## TASK GOAL
After finding the line containing "An <instance> block" below, please output that line and each following one through the line containing "positive clicks: (80, 44)", exactly as written.

□ □ □ □ □ □ □

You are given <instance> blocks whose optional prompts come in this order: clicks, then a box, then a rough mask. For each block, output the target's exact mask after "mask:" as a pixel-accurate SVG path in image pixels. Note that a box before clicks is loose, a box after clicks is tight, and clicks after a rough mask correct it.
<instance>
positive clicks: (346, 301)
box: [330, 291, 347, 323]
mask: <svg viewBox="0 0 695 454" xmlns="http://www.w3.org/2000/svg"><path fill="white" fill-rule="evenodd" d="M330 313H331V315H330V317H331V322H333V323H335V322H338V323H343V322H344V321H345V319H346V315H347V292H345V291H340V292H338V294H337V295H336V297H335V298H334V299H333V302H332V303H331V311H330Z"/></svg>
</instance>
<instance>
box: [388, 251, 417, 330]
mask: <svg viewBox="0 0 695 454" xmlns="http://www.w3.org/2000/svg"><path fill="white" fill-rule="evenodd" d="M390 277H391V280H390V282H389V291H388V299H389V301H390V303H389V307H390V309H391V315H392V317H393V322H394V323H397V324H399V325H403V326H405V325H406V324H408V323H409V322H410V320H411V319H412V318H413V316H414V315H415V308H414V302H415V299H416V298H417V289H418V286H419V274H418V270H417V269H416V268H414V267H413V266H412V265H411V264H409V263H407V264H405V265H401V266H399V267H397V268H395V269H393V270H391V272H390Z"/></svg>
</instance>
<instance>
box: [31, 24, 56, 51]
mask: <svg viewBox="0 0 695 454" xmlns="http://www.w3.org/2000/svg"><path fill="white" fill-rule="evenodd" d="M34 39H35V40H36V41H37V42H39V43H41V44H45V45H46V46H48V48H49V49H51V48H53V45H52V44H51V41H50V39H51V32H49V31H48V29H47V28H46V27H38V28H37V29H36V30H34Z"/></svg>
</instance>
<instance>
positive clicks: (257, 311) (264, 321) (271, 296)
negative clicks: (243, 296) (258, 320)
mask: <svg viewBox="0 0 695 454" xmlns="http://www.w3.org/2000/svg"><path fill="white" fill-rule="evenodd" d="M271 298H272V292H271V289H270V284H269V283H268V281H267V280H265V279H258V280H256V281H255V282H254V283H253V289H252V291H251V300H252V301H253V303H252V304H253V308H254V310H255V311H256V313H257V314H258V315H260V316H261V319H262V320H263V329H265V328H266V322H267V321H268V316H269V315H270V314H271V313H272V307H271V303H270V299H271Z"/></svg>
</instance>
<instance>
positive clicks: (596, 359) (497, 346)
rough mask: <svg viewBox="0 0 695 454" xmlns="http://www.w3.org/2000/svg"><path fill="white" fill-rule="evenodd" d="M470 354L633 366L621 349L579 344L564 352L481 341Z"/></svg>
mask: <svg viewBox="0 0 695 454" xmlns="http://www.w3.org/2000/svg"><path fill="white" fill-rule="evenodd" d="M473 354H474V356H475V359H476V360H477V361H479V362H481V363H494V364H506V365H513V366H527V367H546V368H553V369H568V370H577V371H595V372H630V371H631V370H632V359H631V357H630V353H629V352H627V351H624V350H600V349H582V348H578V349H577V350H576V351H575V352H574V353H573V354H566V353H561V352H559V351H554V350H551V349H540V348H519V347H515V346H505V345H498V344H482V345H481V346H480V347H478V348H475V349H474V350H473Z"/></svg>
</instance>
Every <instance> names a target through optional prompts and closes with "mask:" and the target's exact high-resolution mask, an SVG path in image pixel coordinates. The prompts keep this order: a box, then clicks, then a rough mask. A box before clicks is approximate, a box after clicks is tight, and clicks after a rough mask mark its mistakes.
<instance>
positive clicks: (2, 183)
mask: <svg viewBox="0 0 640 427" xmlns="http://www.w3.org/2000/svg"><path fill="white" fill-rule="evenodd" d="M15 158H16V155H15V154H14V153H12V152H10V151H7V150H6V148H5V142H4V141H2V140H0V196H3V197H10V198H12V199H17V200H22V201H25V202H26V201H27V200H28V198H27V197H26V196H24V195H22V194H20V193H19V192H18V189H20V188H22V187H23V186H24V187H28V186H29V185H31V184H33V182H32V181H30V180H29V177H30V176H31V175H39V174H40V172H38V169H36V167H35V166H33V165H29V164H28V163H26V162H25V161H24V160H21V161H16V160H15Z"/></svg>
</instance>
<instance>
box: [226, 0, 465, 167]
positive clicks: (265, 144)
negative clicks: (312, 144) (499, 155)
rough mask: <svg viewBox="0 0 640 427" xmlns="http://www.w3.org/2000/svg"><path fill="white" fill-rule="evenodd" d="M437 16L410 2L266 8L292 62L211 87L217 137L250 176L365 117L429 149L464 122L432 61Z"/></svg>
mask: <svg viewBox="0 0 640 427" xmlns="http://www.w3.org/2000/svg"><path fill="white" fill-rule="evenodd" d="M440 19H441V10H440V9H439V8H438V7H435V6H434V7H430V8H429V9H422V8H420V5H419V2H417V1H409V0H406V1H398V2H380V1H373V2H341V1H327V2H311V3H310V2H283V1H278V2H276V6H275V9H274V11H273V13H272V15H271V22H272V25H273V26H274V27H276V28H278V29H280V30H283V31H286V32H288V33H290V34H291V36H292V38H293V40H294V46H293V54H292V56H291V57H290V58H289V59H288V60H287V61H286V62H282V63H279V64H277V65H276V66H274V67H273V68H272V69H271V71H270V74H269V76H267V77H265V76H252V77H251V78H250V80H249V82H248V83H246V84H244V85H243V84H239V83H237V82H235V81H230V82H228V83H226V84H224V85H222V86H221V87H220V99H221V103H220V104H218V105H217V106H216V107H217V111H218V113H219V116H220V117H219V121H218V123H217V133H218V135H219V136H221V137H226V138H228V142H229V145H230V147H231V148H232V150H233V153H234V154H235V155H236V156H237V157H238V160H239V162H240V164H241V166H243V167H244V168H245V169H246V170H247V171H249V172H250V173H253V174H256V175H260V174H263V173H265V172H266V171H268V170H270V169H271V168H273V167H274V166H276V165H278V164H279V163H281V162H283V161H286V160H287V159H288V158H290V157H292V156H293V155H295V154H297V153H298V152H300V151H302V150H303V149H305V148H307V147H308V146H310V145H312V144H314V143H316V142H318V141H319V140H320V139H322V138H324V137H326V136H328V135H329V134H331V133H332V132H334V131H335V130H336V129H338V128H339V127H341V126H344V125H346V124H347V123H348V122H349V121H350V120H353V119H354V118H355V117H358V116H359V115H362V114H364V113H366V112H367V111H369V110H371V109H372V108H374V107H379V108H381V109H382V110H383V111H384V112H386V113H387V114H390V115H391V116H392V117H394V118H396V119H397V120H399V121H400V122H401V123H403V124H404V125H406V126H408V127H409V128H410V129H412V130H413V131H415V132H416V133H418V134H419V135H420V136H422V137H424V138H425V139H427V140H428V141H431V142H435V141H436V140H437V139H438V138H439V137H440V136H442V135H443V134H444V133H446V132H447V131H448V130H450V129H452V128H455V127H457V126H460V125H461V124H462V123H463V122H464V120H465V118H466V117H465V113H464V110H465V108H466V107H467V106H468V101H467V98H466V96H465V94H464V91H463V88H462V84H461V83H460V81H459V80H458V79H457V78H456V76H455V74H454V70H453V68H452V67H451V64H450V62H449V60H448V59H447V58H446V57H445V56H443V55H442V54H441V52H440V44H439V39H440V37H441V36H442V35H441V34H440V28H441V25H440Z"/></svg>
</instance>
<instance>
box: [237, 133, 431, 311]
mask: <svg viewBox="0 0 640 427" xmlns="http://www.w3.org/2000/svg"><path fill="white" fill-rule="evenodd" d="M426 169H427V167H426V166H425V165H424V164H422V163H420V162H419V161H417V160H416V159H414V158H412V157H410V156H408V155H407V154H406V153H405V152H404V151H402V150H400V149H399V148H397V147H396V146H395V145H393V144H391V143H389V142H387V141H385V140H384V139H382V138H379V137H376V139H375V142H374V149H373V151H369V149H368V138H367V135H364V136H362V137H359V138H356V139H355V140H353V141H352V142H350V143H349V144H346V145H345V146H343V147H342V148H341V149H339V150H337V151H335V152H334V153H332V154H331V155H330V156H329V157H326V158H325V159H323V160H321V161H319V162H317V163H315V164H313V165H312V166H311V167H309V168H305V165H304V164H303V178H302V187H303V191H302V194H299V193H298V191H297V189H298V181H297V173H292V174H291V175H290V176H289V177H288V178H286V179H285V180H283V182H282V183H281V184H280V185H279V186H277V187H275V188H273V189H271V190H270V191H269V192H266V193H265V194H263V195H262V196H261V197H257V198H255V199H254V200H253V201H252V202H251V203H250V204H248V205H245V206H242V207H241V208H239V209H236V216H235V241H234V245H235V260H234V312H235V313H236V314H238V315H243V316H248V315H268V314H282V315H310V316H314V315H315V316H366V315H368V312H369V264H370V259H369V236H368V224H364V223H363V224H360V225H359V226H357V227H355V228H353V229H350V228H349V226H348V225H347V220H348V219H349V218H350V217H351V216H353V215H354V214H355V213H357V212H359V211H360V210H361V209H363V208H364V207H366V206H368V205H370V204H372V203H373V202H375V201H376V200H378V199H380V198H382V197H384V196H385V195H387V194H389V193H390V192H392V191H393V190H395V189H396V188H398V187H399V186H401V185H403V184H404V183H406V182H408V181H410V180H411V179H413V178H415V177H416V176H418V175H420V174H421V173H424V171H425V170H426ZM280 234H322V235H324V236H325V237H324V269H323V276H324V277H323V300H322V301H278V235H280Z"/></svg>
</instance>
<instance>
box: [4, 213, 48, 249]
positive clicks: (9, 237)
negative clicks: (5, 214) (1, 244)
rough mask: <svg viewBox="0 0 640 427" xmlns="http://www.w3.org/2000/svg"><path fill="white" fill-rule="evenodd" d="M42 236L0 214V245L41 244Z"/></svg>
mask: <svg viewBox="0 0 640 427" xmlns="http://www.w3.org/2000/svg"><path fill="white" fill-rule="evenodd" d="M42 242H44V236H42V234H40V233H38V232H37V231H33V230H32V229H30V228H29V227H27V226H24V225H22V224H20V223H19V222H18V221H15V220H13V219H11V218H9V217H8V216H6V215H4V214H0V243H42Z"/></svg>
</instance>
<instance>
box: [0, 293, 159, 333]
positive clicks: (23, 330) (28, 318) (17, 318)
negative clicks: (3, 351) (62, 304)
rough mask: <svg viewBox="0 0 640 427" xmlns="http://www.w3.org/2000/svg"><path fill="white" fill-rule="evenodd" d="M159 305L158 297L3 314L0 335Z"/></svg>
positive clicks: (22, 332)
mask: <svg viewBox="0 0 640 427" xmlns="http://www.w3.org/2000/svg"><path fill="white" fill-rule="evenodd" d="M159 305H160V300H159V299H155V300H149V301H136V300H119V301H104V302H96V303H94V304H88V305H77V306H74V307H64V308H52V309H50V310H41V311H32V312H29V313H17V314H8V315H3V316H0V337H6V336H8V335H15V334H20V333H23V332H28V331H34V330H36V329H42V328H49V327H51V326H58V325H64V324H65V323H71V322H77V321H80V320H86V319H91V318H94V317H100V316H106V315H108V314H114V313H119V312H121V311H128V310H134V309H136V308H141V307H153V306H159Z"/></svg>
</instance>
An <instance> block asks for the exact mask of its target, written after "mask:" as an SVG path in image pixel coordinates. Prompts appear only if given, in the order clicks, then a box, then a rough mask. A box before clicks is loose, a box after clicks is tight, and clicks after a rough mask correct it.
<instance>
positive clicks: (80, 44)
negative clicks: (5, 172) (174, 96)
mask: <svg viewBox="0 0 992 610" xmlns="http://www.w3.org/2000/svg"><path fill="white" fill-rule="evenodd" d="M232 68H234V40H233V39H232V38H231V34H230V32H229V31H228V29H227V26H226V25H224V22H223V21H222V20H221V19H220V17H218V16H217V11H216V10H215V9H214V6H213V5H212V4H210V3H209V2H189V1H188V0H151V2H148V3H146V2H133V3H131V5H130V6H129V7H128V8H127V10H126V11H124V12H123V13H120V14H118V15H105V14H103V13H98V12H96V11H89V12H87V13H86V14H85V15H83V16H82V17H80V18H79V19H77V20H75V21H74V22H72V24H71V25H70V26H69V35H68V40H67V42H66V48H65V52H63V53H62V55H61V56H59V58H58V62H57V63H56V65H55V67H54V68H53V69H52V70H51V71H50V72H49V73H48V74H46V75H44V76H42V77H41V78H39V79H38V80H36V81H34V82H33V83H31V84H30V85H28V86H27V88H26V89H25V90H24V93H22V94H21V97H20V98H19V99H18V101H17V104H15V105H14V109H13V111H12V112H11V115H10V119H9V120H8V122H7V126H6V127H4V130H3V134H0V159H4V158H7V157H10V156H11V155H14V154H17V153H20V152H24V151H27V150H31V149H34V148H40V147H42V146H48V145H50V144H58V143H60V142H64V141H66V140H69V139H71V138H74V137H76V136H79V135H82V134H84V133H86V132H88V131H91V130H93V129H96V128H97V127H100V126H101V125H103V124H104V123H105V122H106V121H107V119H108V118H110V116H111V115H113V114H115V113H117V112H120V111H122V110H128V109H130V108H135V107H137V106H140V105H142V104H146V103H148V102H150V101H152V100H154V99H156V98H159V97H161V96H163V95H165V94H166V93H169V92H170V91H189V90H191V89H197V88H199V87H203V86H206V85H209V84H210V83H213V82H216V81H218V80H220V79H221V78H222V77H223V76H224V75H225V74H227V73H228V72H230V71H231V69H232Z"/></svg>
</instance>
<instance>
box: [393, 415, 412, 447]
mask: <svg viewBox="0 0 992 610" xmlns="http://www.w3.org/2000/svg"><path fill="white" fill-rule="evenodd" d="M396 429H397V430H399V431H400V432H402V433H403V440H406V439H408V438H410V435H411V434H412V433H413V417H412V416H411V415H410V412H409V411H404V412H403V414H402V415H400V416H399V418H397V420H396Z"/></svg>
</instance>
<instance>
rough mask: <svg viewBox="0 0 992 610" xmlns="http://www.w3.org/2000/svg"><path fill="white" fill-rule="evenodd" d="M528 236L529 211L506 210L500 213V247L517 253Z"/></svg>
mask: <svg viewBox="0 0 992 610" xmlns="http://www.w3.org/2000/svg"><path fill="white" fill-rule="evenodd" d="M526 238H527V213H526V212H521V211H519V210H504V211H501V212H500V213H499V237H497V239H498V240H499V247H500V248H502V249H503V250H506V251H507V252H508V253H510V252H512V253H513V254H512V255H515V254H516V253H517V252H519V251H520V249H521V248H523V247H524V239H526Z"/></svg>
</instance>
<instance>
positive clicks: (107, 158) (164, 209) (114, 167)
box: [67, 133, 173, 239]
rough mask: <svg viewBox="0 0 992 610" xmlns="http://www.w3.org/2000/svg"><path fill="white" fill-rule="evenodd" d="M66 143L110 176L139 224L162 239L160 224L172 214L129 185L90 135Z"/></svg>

□ □ □ □ □ □ □

## WRITTEN SOLUTION
An <instance> block asks for the exact mask of its target, written after "mask:" as an SVG path in image pixel coordinates. Prompts appear only if given, in the order clicks, then a box, then a rough mask. A box before clicks is loose, a box after clicks is tight, and clicks after a rough mask correct it.
<instance>
positive clicks: (80, 44)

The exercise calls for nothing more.